— Start of Given text —

Mochi (sticky-chewy confections made of pounded rice) is traditional fare for Japanese New Year, which coincides with the American New Year. Every New Year morning I make zenzai (mochi floating in bowls of sweetened azuki beans) for my family. Then, we head off to our family friends' house for more wonderful fare: sushi, nishime, onigiri, and the traditional New Year ozoni (mochi and other things simmered in seaweed/fish broth). All these dishes are supposed to bring good luck to the coming year.
Here, I'd like to share with you a Japanese recipe that jives well with my kind of New Year. This recipe does not go after luck, however. It goes after transformation. Yes, friends, tsuchi-dango ("earth-dumplings") are little tools you can use to personally and directly effect change in the world, from the roots up.
The use of tsuchi-dango was an ancient farming technique before it was revived in the twentieth century by Masanobu Fukuoka. These little balls of clay, soil, and seeds already contain everything needed for healthy germination; just add water. You can strew them on top of untilled soil, the seeds wait for prime germinating conditions, and the sprouts grow healthily and robustly in their rooting medium until they are well-established in the ground. What a revolutionary farming technique!

— End of Given text —
— Start of Record extracts —

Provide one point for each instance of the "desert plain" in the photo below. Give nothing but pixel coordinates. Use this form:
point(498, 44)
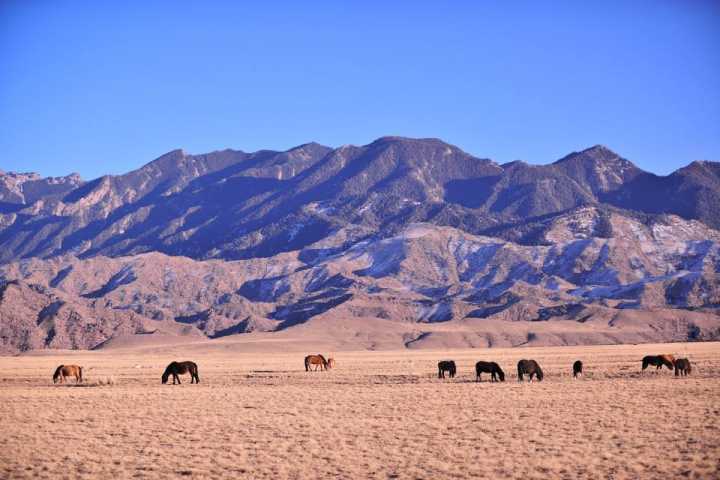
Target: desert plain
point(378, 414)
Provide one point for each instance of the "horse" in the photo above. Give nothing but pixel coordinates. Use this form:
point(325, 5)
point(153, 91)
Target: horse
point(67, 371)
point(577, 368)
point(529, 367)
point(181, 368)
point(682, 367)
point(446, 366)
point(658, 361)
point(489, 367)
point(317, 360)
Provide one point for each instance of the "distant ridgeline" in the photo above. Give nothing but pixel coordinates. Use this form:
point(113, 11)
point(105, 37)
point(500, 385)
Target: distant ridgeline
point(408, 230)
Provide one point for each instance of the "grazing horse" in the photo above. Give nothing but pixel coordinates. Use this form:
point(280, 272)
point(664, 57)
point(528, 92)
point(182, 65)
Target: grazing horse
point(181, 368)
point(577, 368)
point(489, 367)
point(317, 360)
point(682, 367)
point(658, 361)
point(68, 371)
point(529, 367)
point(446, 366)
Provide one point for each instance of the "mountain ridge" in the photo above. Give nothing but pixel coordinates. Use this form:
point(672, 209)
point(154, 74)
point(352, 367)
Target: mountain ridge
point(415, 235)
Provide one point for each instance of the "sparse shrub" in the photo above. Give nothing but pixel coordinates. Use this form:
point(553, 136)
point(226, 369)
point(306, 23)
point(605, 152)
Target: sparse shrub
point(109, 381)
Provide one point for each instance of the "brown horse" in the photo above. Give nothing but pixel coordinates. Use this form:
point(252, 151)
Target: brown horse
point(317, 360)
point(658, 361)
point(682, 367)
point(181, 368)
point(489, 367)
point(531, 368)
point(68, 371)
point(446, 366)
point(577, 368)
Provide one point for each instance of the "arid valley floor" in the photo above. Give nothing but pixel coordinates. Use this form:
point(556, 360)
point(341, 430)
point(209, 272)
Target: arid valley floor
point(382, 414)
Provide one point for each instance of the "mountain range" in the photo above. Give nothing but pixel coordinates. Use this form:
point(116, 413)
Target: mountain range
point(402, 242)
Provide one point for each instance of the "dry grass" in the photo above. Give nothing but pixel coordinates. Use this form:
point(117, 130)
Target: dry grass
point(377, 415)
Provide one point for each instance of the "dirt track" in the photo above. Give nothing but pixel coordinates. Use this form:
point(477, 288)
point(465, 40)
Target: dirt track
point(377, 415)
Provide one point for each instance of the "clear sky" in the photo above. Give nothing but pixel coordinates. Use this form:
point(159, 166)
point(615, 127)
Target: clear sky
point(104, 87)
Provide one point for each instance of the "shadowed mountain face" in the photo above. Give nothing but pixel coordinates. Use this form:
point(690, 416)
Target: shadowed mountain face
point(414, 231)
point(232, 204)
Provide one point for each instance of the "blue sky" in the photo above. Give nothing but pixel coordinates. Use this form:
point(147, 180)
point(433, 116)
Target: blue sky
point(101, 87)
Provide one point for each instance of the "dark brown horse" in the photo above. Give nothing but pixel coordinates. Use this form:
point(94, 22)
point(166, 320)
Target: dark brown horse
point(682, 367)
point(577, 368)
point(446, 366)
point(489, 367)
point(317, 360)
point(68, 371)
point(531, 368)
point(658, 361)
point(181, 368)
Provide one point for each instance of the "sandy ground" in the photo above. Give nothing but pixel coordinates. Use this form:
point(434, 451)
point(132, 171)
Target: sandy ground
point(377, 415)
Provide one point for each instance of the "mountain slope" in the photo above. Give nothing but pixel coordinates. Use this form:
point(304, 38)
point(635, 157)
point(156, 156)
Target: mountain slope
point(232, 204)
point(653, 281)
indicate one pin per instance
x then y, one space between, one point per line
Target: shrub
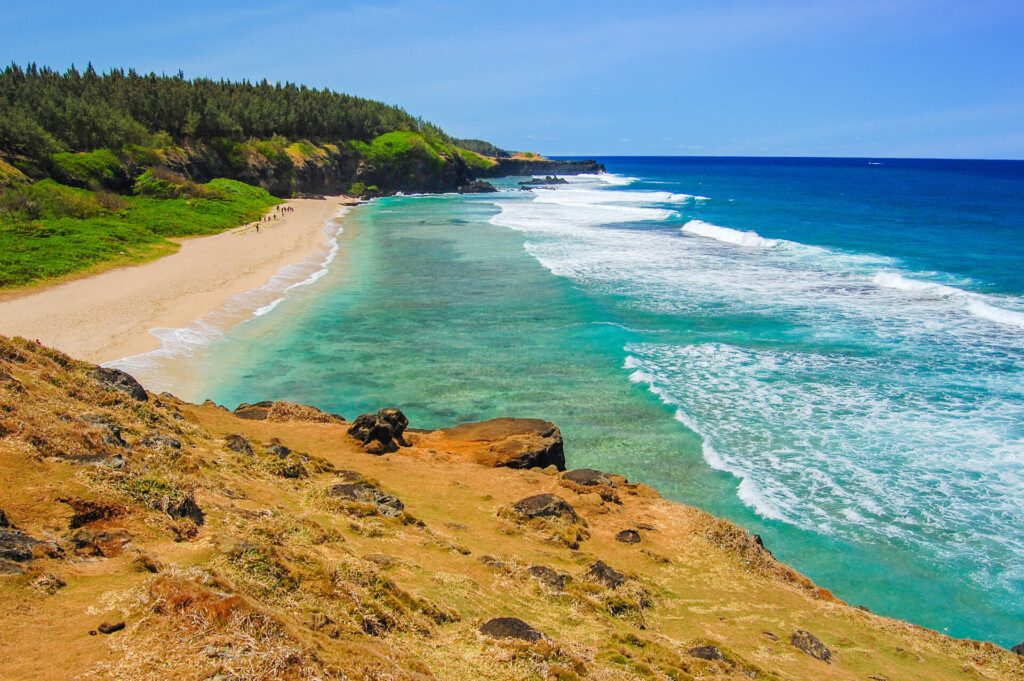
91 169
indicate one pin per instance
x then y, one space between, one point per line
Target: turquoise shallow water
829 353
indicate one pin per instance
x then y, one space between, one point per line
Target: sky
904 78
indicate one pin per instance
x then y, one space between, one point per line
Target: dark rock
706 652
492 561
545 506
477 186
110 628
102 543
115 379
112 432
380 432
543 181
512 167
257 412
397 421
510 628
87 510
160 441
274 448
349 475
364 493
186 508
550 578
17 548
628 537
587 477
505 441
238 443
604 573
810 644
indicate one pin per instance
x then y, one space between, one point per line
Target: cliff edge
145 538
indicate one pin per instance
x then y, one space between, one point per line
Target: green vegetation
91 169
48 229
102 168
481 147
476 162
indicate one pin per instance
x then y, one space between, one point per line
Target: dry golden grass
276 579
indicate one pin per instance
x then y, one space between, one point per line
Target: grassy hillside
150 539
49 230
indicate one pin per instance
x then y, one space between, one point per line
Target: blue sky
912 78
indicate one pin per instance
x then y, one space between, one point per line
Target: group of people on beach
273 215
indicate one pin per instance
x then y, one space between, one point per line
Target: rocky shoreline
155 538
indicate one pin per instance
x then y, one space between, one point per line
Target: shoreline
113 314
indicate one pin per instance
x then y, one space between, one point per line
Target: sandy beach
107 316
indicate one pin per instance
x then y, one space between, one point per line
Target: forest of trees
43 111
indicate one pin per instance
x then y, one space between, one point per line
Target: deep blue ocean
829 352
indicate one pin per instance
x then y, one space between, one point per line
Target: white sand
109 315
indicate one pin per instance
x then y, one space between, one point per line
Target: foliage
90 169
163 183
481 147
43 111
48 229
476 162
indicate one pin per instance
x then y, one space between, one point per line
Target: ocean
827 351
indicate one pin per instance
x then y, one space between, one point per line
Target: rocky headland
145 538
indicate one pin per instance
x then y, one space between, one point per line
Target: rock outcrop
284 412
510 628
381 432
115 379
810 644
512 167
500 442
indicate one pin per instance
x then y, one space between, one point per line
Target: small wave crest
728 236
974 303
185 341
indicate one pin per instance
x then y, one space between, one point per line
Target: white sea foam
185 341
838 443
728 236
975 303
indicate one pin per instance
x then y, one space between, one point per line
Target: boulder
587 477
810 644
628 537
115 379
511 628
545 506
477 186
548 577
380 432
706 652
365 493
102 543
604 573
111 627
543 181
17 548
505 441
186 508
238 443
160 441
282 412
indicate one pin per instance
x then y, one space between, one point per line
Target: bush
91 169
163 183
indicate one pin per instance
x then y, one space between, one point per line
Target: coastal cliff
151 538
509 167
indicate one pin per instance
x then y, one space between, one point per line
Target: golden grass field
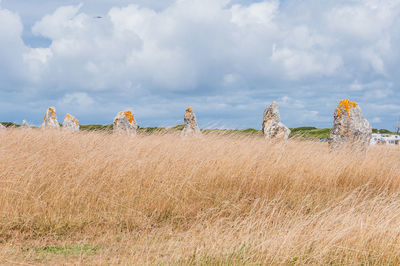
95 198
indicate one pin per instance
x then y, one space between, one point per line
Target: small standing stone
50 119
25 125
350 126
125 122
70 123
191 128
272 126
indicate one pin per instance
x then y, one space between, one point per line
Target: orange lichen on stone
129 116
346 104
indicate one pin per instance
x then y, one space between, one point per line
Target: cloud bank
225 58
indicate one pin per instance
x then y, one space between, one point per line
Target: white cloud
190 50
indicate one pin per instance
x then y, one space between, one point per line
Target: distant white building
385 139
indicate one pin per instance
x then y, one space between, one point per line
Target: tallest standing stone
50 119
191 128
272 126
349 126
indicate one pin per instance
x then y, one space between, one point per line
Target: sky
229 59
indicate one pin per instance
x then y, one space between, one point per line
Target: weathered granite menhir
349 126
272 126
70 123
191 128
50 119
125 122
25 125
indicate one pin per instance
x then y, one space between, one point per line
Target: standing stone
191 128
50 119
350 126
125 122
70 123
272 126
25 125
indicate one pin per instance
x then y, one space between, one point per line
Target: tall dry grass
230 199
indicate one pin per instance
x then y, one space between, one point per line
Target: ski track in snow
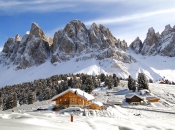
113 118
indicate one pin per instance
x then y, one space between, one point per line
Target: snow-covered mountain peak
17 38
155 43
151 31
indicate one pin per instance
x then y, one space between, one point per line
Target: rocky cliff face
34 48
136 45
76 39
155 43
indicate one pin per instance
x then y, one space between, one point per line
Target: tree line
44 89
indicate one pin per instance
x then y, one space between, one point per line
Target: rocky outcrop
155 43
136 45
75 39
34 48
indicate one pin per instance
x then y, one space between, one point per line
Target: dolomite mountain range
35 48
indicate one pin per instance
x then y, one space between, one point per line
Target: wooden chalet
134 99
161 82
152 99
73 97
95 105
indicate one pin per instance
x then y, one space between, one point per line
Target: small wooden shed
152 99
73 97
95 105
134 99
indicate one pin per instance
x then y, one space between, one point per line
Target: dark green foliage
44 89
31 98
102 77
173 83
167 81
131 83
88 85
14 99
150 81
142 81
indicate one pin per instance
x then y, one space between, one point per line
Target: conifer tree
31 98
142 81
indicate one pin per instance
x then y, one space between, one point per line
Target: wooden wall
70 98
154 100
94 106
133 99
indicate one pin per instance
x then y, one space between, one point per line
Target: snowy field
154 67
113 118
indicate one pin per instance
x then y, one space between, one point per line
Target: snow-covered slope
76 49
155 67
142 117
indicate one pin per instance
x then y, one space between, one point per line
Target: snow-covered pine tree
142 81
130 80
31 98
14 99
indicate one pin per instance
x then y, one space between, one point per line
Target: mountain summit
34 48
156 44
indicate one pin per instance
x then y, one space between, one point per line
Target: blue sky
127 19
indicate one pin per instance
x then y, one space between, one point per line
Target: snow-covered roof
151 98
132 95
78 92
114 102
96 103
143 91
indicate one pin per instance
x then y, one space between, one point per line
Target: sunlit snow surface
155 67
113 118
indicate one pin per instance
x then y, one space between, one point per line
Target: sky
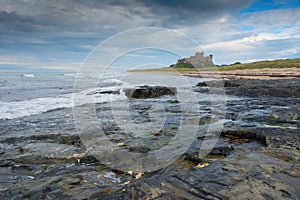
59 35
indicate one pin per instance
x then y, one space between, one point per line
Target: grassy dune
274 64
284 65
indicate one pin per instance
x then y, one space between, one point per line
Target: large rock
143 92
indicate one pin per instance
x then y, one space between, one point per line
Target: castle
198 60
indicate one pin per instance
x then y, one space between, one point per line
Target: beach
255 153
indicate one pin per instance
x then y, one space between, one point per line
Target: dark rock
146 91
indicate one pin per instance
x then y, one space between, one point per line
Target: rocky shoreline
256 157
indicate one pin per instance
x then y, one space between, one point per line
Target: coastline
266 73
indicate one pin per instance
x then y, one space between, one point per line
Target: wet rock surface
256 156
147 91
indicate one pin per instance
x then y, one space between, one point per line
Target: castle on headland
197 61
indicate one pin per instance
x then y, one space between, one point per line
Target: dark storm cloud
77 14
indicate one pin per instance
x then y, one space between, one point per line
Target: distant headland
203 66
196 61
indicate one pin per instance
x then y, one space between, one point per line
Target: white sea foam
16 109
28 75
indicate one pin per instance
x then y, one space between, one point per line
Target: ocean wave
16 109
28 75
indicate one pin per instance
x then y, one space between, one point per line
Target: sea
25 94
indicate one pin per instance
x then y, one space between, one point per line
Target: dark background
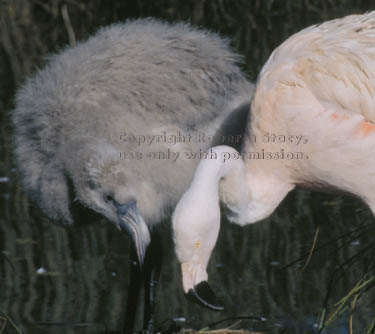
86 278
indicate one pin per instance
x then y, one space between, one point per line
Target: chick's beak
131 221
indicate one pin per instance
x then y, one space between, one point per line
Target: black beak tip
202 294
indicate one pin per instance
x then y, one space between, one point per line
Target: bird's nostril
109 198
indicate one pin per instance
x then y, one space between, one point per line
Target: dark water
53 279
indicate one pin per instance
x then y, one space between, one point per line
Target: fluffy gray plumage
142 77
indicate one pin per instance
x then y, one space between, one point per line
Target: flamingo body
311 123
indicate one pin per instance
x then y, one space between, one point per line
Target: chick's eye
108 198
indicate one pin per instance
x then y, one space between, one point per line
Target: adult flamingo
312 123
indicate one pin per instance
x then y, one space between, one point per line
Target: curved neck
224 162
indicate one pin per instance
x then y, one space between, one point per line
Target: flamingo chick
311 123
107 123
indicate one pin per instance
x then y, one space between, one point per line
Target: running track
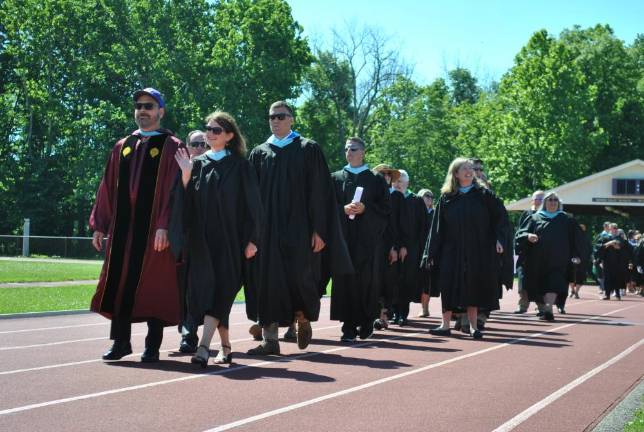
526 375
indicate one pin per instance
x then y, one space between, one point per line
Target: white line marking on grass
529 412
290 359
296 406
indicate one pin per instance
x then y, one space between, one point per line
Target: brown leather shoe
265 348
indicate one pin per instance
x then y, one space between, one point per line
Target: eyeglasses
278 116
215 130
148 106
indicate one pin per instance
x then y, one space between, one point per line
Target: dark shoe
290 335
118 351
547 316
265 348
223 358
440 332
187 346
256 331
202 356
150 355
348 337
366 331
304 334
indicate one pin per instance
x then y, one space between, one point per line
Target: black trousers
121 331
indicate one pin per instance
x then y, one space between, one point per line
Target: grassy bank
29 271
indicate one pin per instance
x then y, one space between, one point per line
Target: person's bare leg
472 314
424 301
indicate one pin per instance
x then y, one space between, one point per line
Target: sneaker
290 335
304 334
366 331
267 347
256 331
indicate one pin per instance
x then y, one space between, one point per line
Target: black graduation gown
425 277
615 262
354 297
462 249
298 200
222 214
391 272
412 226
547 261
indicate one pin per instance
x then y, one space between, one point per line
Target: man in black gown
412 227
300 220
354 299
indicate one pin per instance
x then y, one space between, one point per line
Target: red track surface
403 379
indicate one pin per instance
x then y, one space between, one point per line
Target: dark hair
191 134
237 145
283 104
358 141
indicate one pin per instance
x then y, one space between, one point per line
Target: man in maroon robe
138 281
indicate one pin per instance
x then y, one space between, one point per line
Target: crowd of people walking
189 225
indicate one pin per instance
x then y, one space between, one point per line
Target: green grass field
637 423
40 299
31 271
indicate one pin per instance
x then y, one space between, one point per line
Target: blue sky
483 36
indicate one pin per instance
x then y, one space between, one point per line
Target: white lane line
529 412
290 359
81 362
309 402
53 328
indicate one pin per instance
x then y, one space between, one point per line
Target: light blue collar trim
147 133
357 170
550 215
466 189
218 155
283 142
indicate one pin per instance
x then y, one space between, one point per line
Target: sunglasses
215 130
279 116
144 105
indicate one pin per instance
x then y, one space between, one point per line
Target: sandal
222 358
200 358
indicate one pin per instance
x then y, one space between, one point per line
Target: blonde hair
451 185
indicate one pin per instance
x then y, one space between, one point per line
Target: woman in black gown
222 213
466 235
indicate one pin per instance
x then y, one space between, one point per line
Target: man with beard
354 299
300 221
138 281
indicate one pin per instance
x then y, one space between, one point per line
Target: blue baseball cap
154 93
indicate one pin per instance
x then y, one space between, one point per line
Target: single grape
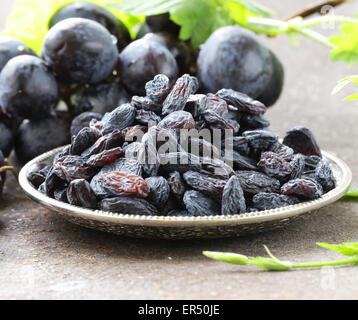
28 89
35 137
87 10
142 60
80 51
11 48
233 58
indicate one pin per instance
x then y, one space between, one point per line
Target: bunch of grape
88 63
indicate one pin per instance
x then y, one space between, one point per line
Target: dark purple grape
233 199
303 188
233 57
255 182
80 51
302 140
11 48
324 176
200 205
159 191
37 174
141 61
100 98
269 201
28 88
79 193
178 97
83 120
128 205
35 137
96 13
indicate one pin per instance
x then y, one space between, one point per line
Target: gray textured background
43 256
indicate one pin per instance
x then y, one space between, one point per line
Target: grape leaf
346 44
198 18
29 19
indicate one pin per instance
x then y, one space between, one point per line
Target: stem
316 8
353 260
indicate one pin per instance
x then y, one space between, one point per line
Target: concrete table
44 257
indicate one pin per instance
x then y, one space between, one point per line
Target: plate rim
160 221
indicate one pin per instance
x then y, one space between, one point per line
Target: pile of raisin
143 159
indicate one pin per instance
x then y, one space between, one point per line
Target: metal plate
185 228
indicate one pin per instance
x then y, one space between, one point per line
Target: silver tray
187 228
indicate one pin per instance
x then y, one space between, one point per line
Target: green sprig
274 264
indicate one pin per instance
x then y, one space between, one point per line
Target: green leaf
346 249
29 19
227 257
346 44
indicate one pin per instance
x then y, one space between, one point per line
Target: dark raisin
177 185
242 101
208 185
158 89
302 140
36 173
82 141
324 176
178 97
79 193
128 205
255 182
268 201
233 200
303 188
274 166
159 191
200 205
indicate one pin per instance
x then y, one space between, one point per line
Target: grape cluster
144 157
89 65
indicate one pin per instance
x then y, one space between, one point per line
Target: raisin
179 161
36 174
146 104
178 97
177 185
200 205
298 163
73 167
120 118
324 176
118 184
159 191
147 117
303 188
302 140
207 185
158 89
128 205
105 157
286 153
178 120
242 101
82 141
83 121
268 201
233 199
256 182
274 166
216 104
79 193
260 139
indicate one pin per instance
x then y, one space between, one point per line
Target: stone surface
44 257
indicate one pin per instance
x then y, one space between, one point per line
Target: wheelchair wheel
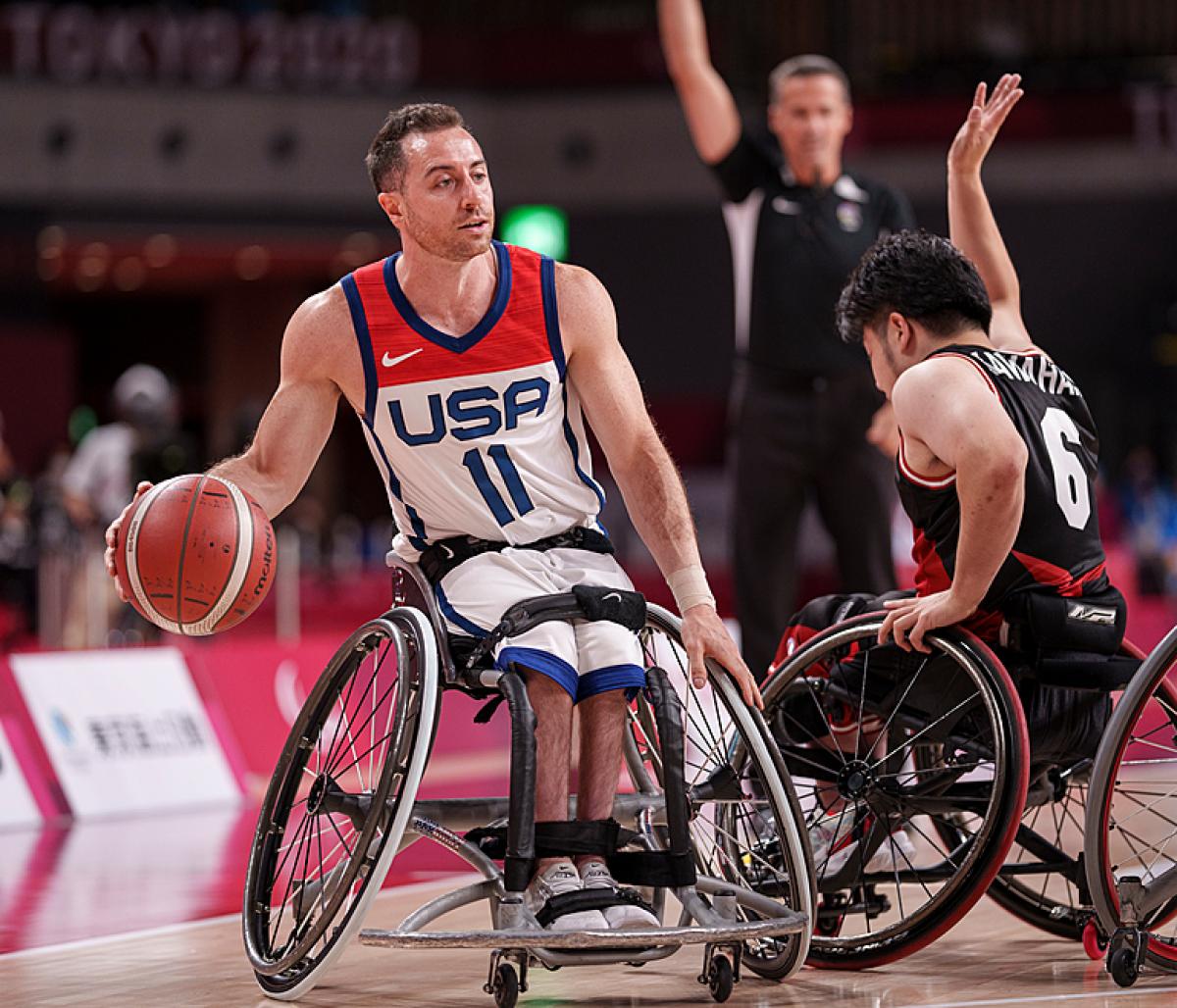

— End of Record extracts —

#### What you are asked to do:
In the text about New Year fare and tsuchi-dango, what are the little balls called tsuchi-dango made of?

#### Answer to this problem:
Clay, soil, and seeds.